__Page extract__:
Hind Hussain Mohammed or Nariman Hussein Murad, more commonly known by her stage name Hind Rostom, (  ; November 12, 1929 – August 8, 2011) was an Egyptian actress and is considered one of the seduction icons in the Egyptian cinema, as she was mainly known for her sensual roles. Her physical appearance earned her the name Marilyn Monroe of the east "مارلين مونرو الشرق". Hind Rostom starred in more than 80 movies in her career.

Early life
Hind Hussain Mohammed was born in the neighborhood of Moharram Bek, Alexandria, Egypt on November 12, 1929. She was born to a Middle class family, to an Egyptian mother and an Egyptian Alexandrian father.

Career 
She started her career at the age of 16 with the film Azhaar wa Ashwak (Flowers and Thorns). Her first true success was in 1955 when the famous director Hassan Al Imam offered her a role in Banat el Lail  (Women of the Night). Her famous films include Ezz El-Dine Zulficar's Back Again (Rodda Qalbi) with Shoukry Sarhan, Mariam Fakhr Eddine and Salah Zulfikar in 1957, Ibn Hamidu with Ismail Yassine in 1957, Youssef Chahine's Cairo Station (The Iron Gate / Bab El Hadid) with Farid Shawki in 1958, Salah Abu Seif's La Anam (Sleepless) with Faten Hamama, Omar Sharif, and Rushdy Abaza in 1958, Sira' fi al-Nil (Struggle in the Nile) with Omar Sharif and Rushdy Abaza in 1959, and Chafika el Koptia (Chafika the Coptic Girl) in 1963, where she played the role of a Coptic Orthodox nun. Rostom was known as the queen of seduction in Egyptian cinema, the "Marilyn Monroe of the East (or of the Egyptian cinema)". She decided to retire acting in 1979 because she wanted the audience to remember her at her best.

__Problem statement__: Write the next part of the Hind Rostom biography, starting right after its final sentence.

__Given entries__:
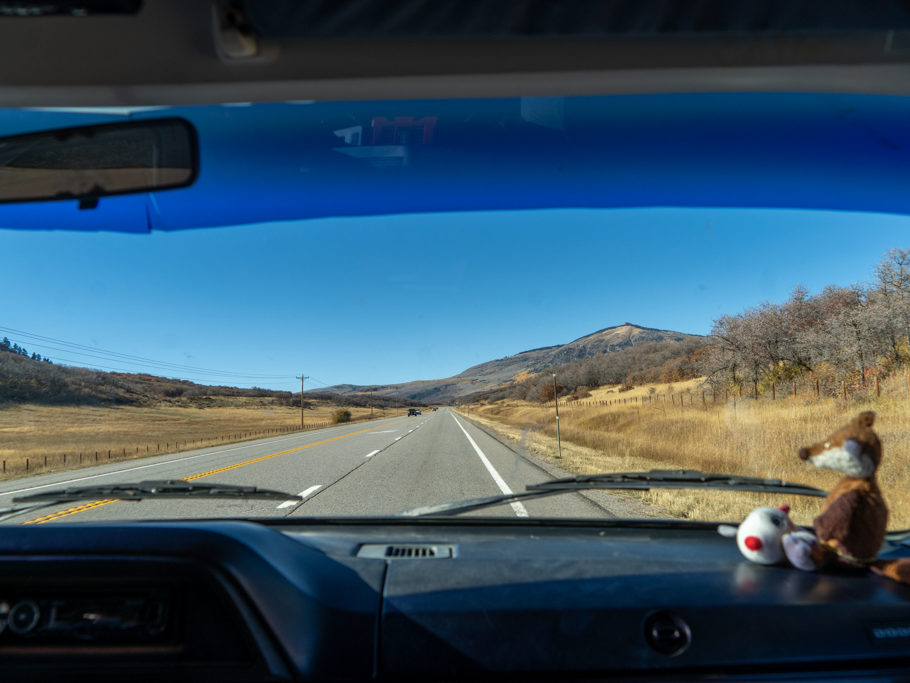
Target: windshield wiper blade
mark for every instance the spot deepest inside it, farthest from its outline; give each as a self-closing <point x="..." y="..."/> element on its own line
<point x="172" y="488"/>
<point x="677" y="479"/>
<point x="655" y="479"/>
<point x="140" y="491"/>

--

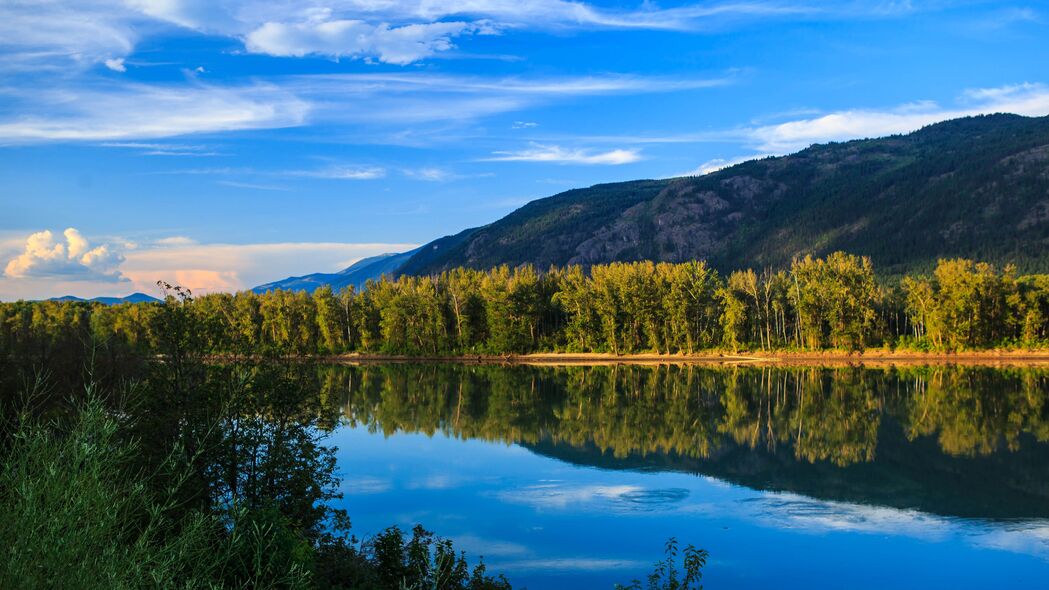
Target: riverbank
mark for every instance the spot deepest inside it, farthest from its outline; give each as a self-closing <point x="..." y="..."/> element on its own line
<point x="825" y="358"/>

__Answer for the task__:
In December 2002 Rostom once more turned down an offer of £E1,000,000 for her biography. The offer was made by an Egyptian satellite channel to portray her life as a drama series. She was asked to submit a complete history of her past achievements, and work experiences with prominent actors of the past, such as Farid Shawki, Salah Zulfikar, Shukri Sarhan, and Shadia. The actress stated that she refused to sell her life as a means of entertainment and felt that her personal life was of her concern and no one else. Rostom made a statement when she turned down belly dancer Fifi Abdo's invitation to attend a party held in Hind Rostom's honour.

In 2004, she refused to accept Egypt's State Merit Award in Arts, "The award came too late, I'm not placed on the shelf for them to pick me whenever they want, there's only one Hind Rostom in the middle east, and let's consider that the number of my generation star actresses isn't that big enough to ignore us, and also it's not appropriate to honor me after years of honoring people who are less than me, another point is that I also refuse to honor me before Shadia, she'd deserved it and she was a star longtime before me", Rostom commented.

Marriages
 She was married twice, once to Hassan Reda, a film director and father of her only daughter, Basant, then to Dr. Mohammad Fayaad, a gynecologist.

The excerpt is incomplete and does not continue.